Hackers appear to target Twitter accounts of Elon Musk, Bill Gates, others in digital currency scam
- A tweet sent by Elon Musk’s account on Wednesday asked for Bitcoin and promised to “double all payments” sent to an address.
- It was the beginning of a wave of takeovers of high-profile Twitter accounts, including Apple, Uber, Amazon CEO Jeff Bezos, Microsoft founder Bill Gates, former New York City mayor Mike Bloomberg, and several cryptocurrency-related companies.
- Twitter is looking into the issue.
A tweet sent by Elon Musk’s account on Wednesday asked for Bitcoin and promised to “double all payments” sent to an address.
It was the beginning of a wave of takeovers of high-profile Twitter accounts, including Apple, Uber, Amazon CEO Jeff Bezos, Microsoft founder Bill Gates, former New York City mayor Mike Bloomberg, Democratic presidential candidate Joe Biden, and several cryptocurrency-related companies.
Twitter’s stock is down 4% after hours as the company struggles to get the hack under control and has so far provided zero information about it.
One wallet linked to in the tweets had apparently received over 11 bitcoin, worth over $100,000 at the current exchange rate, according to Blockchain.com.
The Musk tweet was deleted minutes after it was sent, before a second tweet asking for bitcoin was posted from the same account and deleted again. In total, Musk’s account sent three bitcoin tweets from a Twitter web account and one reply to Bill Gates. The bitcoin-related tweet was Apple’s first ever tweet, although the account had placed ads in the past.
Cameron Winklevoss, co-founder of cryptocurrency market Gemini, offered an explanation in a tweet: “ALL MAJOR CRYPTO TWITTER ACCOUNTS HAVE BEEN COMPROMISED.” Earlier on Wednesday, several cryptocurrency accounts simultaneously linked to a phishing site called CryptoForHealth.
In the past, one popular cryptocurrency scam on Twitter involved attackers changing their display name and avatar to match Elon Musk, then they would reply to his tweets pretending to be him asking for bitcoin. But on Wednesday, the accounts tweeting about bitcoin were real. One wallet linked to in the tweets had received over 11 bitcoin, worth over $100,000 at the current exchange rate, according to Blockchain.com.

Tasks to perform –
(1) Write out the Twitter hack article's text between "One wallet linked to in the tweets had apparently" and "in the past.", inclusive.
(2) How much had one wallet linked in the tweets received, according to the Twitter hack article?
(3) Which people does the Twitter hack article list after the word "including" as part of the wave of takeovers of high-profile accounts? Name all of them.
The records play no part in anything asked here.

Supplied entries –
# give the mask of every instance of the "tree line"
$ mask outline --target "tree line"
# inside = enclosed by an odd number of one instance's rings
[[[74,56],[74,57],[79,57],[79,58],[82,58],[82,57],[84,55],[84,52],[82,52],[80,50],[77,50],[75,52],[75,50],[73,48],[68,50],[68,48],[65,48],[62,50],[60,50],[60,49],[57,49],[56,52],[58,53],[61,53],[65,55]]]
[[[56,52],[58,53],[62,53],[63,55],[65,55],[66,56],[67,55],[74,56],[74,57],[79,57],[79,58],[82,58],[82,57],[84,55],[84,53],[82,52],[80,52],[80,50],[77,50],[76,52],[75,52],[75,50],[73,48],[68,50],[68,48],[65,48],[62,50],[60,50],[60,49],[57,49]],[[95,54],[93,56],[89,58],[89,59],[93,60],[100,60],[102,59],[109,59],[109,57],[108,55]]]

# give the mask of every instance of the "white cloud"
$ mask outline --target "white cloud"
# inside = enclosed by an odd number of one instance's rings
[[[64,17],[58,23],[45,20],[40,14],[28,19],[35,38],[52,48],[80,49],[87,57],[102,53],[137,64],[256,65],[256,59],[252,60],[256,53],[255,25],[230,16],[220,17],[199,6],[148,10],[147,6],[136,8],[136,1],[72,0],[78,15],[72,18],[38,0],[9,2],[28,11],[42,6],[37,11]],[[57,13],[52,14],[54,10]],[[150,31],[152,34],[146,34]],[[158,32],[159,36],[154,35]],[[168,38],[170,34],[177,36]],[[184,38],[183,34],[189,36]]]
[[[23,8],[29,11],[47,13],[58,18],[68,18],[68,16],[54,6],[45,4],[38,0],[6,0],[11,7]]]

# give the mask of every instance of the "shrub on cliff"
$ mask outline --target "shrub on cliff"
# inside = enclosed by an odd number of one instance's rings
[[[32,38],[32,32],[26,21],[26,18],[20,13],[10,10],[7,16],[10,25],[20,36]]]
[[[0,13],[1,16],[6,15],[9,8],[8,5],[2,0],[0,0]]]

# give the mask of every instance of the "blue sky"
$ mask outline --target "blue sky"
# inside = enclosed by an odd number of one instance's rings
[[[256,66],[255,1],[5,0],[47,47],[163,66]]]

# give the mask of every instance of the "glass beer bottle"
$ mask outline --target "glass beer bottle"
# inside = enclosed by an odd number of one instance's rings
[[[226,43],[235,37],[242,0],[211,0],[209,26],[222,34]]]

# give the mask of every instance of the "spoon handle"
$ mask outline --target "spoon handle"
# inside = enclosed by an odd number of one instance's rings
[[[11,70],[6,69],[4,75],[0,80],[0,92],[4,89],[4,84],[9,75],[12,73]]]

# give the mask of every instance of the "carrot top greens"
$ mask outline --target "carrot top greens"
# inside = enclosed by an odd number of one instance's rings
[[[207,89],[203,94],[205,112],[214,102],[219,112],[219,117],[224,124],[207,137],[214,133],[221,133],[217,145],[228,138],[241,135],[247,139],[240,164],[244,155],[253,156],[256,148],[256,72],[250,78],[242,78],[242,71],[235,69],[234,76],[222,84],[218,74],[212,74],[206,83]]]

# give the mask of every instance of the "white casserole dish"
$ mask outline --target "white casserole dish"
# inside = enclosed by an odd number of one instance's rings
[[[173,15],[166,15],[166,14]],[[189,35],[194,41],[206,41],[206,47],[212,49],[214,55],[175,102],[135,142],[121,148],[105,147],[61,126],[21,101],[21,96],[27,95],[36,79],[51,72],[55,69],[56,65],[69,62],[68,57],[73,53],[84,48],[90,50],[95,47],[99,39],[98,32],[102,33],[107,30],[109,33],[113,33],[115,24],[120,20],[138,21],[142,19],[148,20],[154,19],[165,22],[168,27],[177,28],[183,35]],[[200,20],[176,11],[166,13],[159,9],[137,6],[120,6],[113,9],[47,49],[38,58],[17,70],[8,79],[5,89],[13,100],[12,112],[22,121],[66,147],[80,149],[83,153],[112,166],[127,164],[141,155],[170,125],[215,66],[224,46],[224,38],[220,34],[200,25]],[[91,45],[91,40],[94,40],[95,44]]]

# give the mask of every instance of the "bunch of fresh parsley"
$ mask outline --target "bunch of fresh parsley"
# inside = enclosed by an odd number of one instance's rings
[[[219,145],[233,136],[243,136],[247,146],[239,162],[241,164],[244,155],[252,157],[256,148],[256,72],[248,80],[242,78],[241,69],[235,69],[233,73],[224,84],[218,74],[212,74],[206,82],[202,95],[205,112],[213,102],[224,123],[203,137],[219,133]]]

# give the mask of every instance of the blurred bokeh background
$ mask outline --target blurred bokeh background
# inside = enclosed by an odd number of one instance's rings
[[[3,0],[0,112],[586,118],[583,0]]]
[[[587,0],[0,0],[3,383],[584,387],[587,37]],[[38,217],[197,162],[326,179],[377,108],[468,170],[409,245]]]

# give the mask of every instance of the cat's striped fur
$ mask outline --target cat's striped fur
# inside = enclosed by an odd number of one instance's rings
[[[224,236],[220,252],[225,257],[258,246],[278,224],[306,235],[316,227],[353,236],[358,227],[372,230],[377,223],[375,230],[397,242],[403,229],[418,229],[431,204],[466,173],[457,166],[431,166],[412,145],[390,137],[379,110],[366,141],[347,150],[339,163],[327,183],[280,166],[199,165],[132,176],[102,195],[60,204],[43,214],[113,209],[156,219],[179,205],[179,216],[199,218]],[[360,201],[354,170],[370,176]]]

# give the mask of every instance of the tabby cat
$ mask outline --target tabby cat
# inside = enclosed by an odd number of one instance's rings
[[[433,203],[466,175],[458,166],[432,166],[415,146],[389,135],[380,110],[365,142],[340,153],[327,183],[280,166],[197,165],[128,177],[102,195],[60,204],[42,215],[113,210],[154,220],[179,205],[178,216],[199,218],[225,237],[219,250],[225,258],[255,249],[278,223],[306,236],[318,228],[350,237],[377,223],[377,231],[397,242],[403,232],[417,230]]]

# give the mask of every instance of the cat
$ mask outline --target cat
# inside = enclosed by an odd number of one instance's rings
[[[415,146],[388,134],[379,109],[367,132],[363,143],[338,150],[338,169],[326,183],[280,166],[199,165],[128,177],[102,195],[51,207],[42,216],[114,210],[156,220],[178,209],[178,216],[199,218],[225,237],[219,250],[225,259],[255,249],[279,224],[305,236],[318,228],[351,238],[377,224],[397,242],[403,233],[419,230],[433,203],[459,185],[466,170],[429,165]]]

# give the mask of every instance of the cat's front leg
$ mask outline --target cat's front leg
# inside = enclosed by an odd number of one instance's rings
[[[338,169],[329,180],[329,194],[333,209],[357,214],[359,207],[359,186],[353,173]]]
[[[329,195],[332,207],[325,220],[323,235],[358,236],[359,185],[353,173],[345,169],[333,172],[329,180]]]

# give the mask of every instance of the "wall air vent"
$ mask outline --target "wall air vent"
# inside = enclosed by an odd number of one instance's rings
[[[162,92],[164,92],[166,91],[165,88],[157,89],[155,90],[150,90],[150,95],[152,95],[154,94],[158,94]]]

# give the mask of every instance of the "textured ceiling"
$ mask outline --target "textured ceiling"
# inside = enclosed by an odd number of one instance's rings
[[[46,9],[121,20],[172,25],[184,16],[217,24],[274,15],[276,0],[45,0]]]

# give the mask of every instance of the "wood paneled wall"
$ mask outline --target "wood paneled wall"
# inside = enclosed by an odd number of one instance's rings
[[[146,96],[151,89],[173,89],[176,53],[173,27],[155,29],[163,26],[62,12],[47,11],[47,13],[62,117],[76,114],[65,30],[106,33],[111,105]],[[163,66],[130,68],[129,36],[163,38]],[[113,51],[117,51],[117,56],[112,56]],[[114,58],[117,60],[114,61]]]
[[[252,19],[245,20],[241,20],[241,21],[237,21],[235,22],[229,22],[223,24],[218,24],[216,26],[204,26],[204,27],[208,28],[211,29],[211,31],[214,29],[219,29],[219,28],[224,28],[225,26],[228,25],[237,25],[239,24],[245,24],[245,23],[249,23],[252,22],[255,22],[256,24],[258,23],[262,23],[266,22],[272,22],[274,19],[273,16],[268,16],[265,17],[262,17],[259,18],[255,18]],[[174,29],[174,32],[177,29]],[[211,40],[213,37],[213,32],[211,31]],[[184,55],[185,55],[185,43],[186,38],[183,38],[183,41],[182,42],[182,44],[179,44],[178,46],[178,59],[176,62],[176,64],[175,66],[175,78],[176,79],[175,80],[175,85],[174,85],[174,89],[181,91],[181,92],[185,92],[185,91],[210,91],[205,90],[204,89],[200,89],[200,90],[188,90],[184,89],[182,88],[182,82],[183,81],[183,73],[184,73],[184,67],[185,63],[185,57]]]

Activity answers –
(1)
One wallet linked to in the tweets had apparently received over 11 bitcoin, worth over $100,000 at the current exchange rate, according to Blockchain.com.
The Musk tweet was deleted minutes after it was sent, before a second tweet asking for bitcoin was posted from the same account and deleted again. In total, Musk’s account sent three bitcoin tweets from a Twitter web account and one reply to Bill Gates. The bitcoin-related tweet was Apple’s first ever tweet, although the account had placed ads in the past.

(2) Over 11 bitcoin, worth over $100,000 at the current exchange rate.

(3) Jeff Bezos, Bill Gates, Mike Bloomberg, Joe Biden